_Task brief_:
Rescale the stretch from the line containing "For the evaluation set, spot each instance of the player's" through the last line. Write each of those lines out again, requests included, with every coordinate in the answers multiplied by 0.25 and rounded to a whole number, halves rounded up.

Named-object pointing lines

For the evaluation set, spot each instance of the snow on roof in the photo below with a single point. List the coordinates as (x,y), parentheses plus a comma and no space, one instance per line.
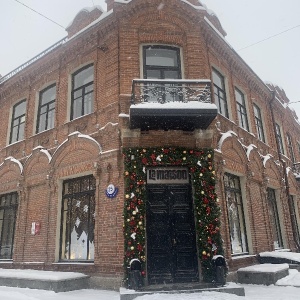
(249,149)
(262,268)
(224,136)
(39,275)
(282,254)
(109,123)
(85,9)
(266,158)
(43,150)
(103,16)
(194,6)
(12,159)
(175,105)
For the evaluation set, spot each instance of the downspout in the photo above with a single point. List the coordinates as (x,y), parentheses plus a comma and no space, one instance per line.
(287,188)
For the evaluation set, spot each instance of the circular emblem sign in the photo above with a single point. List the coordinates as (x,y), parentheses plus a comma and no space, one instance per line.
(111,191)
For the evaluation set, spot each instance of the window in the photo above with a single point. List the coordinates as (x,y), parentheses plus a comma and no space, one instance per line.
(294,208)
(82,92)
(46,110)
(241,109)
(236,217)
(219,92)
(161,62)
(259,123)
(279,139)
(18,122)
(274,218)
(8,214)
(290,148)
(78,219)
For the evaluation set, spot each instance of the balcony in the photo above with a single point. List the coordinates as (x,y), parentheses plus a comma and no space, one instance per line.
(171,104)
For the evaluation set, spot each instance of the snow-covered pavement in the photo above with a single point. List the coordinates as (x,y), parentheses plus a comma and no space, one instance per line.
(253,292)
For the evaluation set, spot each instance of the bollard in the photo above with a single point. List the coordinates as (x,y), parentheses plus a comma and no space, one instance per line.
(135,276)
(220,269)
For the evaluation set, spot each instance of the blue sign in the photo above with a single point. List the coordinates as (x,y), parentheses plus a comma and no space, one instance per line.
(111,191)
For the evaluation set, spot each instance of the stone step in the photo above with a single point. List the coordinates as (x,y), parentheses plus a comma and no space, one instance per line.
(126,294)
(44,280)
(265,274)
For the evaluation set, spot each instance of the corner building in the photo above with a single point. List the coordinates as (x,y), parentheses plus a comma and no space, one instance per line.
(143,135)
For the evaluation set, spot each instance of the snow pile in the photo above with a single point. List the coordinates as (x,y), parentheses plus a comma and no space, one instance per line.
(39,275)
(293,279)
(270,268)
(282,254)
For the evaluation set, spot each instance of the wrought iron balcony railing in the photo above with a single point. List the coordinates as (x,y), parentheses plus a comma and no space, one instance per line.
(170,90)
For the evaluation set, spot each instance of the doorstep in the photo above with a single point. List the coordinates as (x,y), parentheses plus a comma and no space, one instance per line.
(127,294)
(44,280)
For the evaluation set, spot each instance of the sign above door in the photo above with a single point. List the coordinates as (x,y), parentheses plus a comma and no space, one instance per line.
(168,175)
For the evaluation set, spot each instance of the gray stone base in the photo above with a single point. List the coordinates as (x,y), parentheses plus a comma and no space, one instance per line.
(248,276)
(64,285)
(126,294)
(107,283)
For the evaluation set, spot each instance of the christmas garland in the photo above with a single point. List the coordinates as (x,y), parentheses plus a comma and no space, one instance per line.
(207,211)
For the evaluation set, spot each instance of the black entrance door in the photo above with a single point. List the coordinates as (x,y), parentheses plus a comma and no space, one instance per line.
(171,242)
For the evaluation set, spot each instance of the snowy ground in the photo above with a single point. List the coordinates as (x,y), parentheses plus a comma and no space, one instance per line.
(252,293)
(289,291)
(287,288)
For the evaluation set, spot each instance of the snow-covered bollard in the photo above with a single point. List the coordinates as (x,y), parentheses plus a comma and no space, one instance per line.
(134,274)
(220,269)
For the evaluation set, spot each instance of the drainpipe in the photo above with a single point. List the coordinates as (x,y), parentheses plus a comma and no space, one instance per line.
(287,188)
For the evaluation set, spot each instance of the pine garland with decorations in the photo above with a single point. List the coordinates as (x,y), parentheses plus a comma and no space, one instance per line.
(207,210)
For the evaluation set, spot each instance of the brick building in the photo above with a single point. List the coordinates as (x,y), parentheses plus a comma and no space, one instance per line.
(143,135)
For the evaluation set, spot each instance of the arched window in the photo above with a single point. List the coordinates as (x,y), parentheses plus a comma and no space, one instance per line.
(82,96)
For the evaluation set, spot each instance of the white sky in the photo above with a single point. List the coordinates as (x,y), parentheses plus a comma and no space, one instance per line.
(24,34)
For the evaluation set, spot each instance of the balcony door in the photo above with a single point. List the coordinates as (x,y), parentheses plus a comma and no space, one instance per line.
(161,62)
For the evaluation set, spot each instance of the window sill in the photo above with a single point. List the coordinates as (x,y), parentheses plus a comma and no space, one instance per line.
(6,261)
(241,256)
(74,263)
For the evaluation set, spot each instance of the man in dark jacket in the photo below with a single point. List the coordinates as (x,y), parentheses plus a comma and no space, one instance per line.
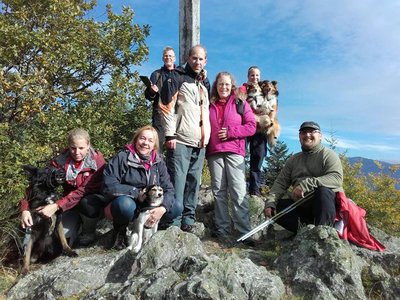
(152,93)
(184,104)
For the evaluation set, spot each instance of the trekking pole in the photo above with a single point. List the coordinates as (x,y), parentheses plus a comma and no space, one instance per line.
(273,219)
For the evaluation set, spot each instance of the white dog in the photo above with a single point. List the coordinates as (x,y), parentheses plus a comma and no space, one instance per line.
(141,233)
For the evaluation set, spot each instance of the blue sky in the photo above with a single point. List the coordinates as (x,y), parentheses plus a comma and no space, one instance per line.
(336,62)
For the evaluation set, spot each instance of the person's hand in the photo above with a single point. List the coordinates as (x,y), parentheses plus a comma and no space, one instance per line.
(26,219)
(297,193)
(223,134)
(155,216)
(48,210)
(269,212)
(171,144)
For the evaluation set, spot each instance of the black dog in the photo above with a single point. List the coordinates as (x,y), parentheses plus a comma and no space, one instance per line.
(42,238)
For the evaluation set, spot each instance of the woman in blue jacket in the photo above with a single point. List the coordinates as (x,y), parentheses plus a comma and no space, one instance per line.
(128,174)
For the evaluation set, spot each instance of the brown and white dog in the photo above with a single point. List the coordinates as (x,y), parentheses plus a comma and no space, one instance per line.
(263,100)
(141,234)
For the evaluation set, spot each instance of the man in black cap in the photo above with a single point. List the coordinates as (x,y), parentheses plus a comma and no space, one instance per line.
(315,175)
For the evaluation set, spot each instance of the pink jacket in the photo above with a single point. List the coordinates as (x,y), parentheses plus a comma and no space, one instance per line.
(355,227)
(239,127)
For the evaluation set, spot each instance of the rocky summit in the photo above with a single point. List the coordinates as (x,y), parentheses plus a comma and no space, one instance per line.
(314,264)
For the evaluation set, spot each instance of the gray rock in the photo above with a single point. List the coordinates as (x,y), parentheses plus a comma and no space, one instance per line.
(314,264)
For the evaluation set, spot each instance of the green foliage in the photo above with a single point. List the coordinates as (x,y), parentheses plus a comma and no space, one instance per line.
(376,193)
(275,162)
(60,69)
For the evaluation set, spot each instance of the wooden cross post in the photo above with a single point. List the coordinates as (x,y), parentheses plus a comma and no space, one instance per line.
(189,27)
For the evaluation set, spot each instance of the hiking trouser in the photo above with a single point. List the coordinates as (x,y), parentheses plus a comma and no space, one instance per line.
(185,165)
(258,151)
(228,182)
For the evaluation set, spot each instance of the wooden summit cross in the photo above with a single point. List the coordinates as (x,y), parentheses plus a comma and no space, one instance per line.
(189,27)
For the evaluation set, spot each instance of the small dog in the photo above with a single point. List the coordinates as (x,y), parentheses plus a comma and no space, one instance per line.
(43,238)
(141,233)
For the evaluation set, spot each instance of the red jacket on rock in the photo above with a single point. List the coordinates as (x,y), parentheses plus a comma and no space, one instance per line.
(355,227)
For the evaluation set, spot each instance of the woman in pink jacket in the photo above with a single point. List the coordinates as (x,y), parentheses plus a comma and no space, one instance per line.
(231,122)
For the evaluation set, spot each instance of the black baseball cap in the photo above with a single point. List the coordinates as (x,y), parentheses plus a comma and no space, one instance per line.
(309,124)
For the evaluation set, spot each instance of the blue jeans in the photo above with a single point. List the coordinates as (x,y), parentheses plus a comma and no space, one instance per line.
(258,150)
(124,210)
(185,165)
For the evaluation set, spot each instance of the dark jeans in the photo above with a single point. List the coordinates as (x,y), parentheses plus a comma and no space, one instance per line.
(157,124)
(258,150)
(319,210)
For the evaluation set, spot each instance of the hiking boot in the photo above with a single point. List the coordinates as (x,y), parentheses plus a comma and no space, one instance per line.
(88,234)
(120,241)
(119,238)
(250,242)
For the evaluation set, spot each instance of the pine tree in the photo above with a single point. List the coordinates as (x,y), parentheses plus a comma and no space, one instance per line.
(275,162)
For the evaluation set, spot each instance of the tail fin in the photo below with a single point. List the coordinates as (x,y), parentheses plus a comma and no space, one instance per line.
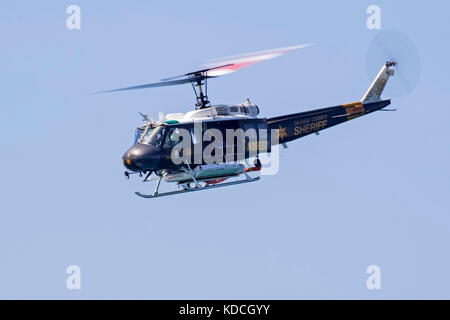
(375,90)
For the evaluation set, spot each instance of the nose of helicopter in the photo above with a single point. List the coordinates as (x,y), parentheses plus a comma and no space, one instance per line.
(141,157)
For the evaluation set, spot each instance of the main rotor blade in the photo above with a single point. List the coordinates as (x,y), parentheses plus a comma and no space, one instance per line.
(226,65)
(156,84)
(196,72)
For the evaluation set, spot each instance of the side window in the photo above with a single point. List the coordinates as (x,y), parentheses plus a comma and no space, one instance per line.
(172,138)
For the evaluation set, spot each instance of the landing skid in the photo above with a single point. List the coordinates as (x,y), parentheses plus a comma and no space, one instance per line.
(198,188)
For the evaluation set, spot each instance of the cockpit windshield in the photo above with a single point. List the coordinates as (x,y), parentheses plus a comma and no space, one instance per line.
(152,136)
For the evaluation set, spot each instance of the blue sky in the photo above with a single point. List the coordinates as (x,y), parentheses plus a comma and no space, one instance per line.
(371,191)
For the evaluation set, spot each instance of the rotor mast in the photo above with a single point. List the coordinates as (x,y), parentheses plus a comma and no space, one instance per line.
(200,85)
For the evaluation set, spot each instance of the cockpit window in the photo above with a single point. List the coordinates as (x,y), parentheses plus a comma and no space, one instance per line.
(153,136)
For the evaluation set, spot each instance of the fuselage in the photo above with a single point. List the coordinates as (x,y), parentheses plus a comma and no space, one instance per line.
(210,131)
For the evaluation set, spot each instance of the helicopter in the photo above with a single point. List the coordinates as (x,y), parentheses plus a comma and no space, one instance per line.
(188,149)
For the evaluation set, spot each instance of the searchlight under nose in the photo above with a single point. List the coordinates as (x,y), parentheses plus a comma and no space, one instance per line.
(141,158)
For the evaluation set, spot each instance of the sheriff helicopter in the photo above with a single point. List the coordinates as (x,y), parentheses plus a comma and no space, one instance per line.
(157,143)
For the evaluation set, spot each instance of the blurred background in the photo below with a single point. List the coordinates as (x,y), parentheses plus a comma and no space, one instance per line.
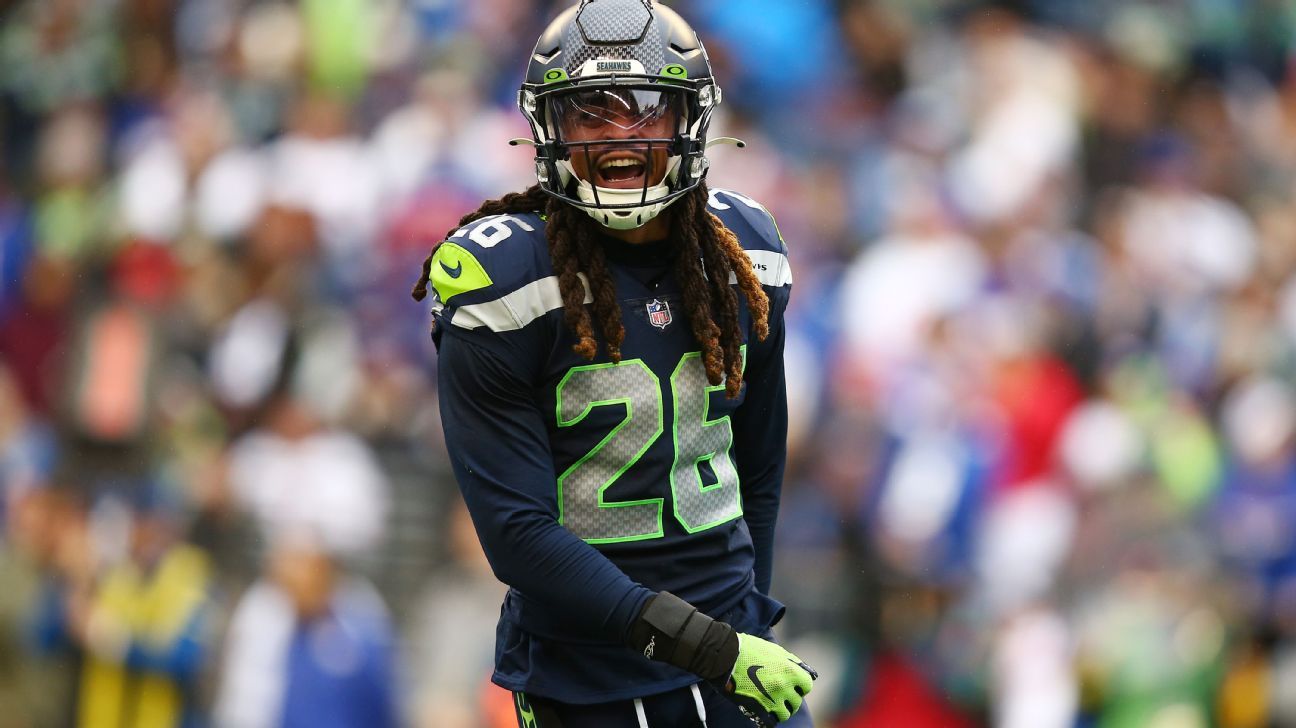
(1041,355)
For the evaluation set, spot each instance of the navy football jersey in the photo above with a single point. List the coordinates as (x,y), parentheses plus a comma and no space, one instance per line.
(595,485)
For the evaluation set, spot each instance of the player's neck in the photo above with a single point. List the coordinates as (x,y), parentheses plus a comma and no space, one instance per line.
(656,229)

_Result for this task_:
For the evaluation set, spot each instance of the player's neck in the photo above with a single point. List the coordinates as (x,y), parentheses plus a comma and no space, one instance per line.
(164,57)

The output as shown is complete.